WORK TASK: If a line in the records below contains the word "dark", copy it.

Spatial localization data:
::::::

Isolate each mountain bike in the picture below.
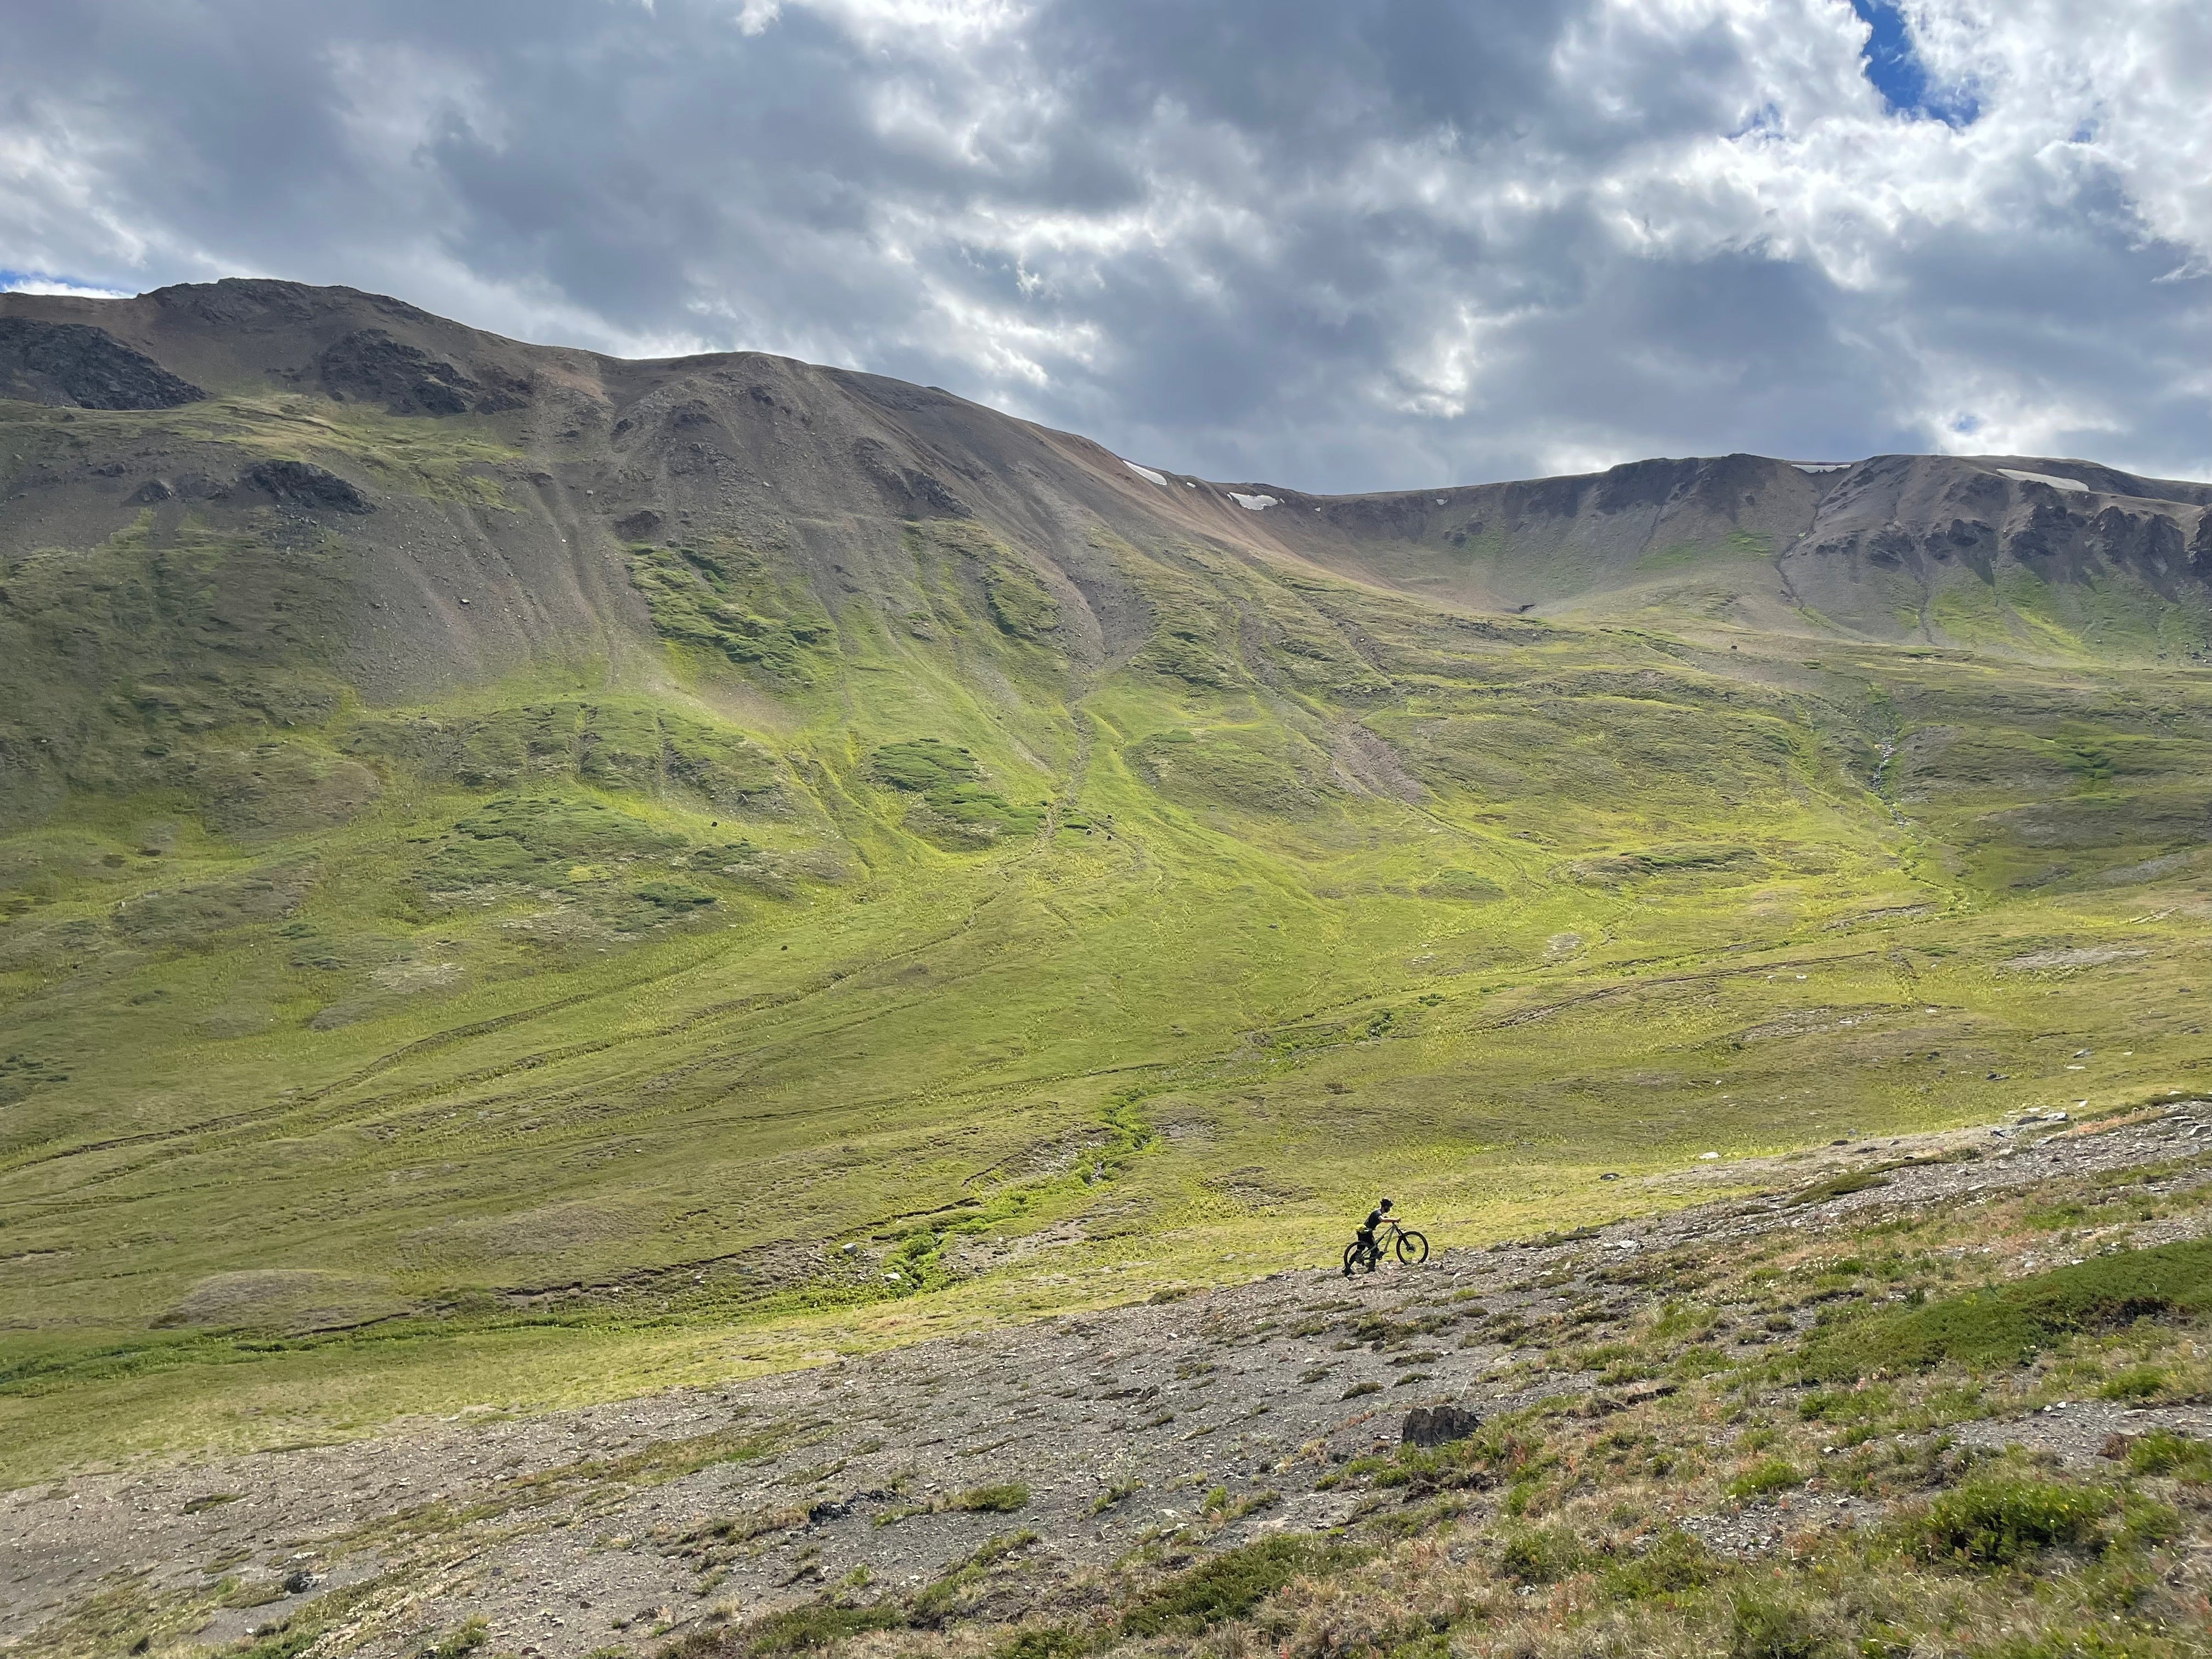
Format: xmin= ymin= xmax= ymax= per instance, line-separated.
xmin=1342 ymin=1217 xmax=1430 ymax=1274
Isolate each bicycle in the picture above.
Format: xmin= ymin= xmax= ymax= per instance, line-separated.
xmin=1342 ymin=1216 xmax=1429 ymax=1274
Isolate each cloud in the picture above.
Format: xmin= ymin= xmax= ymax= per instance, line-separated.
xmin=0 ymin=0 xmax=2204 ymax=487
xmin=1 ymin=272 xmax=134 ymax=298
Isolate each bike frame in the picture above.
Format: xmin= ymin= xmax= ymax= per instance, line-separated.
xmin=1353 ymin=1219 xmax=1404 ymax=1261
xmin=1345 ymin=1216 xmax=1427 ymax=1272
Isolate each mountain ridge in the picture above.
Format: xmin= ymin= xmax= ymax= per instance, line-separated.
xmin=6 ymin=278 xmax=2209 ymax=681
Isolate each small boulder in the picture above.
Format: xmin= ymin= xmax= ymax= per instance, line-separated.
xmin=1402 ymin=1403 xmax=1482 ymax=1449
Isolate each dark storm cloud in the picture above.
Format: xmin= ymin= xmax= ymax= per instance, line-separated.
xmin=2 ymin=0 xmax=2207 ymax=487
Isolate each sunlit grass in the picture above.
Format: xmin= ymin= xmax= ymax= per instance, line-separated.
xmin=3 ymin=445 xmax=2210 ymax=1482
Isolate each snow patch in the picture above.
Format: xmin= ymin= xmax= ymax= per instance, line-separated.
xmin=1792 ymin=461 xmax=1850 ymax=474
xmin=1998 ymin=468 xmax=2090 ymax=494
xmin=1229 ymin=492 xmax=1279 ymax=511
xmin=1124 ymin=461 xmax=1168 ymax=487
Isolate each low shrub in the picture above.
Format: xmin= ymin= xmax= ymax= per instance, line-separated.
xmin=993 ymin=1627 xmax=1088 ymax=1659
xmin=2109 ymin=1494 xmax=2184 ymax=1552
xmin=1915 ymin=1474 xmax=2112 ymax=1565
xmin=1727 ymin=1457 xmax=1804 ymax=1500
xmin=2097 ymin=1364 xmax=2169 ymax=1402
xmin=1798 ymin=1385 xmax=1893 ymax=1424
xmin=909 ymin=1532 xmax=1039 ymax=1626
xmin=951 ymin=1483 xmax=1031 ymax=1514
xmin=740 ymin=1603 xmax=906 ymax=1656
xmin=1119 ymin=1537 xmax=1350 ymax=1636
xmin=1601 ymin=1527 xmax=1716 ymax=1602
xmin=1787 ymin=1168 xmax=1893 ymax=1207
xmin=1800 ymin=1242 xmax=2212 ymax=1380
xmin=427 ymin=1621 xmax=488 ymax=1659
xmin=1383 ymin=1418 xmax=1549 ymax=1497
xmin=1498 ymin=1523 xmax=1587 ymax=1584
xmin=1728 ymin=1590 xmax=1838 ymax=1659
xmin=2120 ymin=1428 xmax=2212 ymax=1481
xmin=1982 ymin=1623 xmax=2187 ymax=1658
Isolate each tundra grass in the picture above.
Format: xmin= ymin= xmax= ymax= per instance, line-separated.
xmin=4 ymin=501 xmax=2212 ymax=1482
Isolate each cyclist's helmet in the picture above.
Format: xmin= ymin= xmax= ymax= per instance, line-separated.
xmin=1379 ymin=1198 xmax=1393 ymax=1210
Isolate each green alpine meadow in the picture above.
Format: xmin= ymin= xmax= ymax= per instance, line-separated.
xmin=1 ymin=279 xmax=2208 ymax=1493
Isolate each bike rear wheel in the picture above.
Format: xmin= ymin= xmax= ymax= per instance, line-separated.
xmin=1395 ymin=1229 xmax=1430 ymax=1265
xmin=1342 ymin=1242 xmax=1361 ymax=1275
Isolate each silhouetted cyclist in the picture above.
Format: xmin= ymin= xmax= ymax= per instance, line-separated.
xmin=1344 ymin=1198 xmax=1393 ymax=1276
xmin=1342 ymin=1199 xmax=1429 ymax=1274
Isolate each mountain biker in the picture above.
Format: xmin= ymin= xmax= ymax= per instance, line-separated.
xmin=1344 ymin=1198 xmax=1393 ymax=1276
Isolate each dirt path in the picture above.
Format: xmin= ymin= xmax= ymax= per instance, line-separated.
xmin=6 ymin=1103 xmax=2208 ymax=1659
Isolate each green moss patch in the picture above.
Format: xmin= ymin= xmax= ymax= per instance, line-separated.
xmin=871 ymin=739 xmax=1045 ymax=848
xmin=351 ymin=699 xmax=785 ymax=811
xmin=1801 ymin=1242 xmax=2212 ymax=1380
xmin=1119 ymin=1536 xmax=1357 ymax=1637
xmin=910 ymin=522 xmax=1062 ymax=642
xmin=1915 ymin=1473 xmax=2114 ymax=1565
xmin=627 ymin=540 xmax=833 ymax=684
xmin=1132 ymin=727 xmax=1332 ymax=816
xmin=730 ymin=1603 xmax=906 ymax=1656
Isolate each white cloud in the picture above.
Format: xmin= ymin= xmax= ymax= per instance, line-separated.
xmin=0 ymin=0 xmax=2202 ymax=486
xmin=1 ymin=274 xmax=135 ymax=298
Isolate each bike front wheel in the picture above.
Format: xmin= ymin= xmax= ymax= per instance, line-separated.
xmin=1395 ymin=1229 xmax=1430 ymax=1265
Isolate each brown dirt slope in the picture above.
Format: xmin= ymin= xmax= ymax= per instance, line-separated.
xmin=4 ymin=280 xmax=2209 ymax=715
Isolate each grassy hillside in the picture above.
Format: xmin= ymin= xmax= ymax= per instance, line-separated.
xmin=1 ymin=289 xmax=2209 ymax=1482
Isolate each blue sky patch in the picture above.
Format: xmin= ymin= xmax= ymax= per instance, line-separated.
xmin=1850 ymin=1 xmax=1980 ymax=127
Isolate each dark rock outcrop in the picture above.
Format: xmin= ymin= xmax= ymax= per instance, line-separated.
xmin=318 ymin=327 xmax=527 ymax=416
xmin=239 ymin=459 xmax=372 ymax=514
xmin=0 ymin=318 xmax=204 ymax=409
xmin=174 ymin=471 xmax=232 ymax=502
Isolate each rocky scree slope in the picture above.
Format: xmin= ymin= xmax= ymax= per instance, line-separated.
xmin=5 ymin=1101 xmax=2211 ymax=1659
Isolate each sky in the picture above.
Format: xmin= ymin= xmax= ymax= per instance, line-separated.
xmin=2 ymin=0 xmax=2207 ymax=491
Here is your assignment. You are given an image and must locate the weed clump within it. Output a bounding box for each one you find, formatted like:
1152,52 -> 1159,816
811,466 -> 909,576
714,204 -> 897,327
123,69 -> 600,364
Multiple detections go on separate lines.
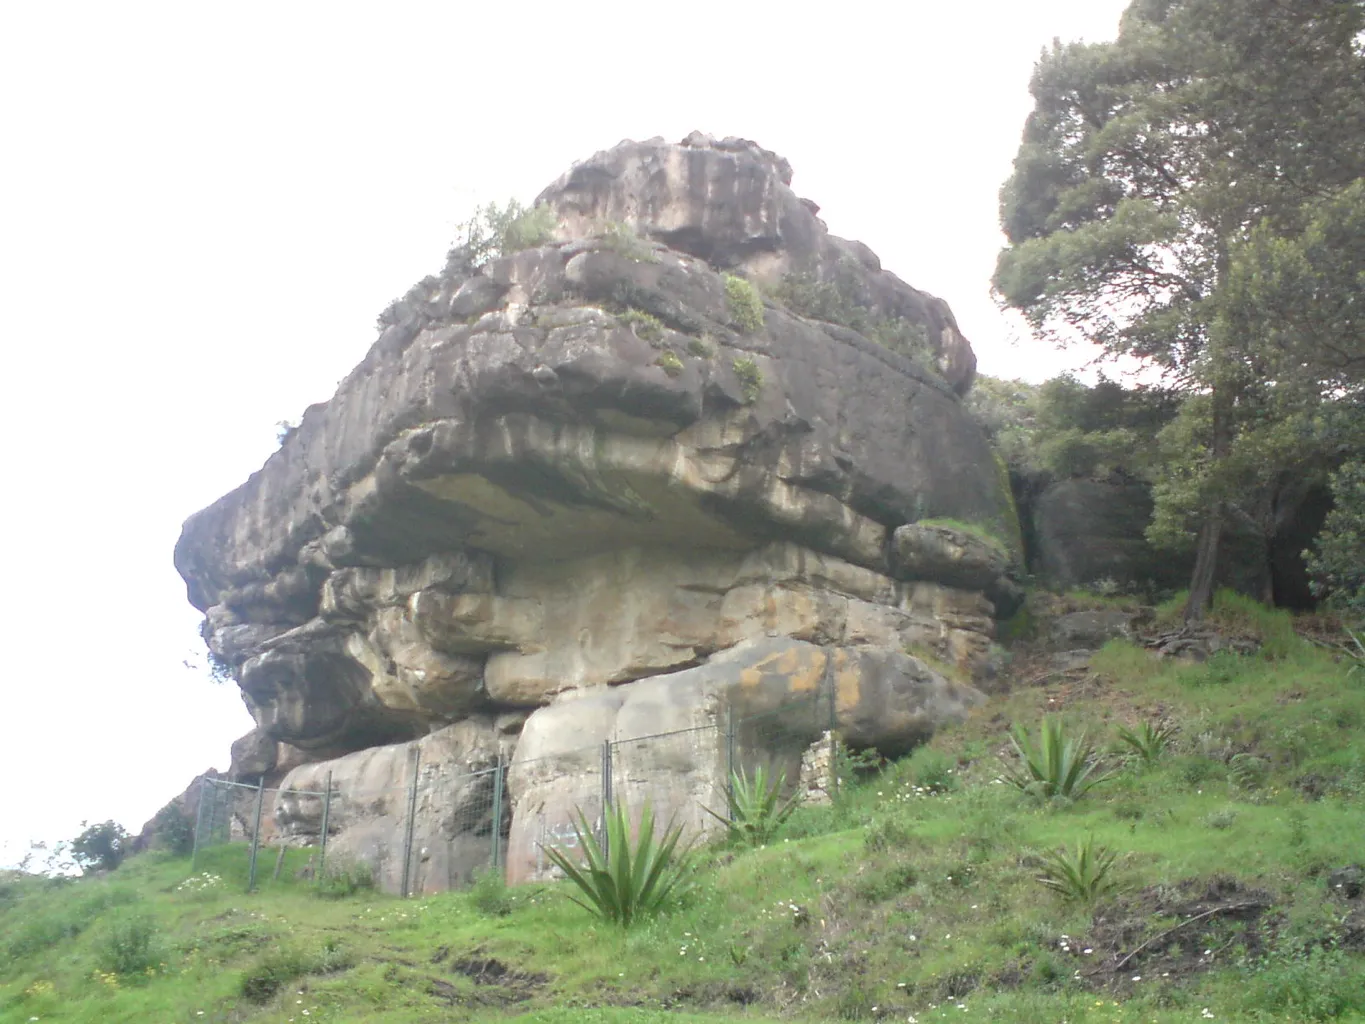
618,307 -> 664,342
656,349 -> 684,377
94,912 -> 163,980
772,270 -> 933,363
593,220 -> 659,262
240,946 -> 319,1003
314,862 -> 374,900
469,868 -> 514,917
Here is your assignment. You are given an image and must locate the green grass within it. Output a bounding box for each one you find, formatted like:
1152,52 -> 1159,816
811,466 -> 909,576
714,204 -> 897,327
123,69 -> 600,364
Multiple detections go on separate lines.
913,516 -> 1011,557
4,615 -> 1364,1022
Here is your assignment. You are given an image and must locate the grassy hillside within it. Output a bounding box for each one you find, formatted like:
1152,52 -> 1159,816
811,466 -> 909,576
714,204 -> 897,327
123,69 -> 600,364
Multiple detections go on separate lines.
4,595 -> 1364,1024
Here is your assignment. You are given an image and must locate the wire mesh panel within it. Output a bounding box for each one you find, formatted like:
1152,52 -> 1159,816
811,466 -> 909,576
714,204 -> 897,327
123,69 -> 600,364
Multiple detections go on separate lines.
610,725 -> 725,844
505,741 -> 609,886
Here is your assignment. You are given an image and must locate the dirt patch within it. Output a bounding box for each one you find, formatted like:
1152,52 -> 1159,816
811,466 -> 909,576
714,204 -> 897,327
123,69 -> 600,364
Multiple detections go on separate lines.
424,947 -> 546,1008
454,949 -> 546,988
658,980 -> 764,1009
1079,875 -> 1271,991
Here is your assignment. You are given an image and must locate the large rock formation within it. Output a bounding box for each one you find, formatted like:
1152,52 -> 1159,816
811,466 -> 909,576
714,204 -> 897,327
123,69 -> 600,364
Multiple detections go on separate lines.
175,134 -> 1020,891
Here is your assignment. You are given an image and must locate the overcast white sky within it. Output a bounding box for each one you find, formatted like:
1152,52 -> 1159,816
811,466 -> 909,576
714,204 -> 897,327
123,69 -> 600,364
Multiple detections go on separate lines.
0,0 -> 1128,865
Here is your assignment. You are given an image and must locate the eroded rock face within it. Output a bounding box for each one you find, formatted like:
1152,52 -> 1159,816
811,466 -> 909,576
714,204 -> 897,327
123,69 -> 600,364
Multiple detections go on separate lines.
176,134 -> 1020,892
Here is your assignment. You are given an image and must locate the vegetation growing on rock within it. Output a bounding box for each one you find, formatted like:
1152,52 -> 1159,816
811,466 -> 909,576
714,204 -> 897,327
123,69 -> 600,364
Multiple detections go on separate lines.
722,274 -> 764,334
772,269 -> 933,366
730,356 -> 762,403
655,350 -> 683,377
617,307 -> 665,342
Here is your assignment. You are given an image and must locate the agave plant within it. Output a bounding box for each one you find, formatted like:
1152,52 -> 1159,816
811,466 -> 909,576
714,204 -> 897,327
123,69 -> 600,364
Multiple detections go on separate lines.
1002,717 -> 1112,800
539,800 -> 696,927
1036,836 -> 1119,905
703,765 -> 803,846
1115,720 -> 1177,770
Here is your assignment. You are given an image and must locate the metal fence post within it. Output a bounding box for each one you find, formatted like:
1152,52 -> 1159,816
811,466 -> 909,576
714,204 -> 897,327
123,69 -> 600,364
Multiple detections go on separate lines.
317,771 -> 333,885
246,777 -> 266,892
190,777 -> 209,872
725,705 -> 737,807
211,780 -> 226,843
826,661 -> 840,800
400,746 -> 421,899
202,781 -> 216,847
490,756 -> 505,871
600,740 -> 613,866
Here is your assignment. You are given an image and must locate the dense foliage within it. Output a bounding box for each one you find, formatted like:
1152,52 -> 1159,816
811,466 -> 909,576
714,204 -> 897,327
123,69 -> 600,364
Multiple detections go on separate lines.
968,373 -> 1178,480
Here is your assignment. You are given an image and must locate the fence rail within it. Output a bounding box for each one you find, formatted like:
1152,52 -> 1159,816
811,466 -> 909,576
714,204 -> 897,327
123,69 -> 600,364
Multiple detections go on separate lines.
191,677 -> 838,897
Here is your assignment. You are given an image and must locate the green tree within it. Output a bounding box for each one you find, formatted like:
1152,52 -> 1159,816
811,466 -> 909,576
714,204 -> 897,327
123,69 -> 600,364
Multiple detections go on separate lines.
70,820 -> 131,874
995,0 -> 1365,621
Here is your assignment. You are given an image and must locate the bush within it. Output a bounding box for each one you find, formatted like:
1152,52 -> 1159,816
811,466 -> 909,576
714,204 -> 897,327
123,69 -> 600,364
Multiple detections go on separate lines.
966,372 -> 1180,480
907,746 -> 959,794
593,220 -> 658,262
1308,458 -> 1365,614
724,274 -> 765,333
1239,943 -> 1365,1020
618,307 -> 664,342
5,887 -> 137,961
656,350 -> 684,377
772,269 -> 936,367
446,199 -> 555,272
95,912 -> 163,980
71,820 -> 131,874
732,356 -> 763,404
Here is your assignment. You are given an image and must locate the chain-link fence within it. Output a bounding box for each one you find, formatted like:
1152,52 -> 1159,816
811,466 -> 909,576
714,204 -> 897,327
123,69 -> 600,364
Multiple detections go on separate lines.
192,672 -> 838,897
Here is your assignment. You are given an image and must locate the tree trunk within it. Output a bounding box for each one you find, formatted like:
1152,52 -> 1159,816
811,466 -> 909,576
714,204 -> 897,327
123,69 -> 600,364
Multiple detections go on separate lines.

::::::

WRITTEN RESPONSE:
Isolate each dark storm cloud in the picture above.
Isolate each dark rock outcrop in the picture above.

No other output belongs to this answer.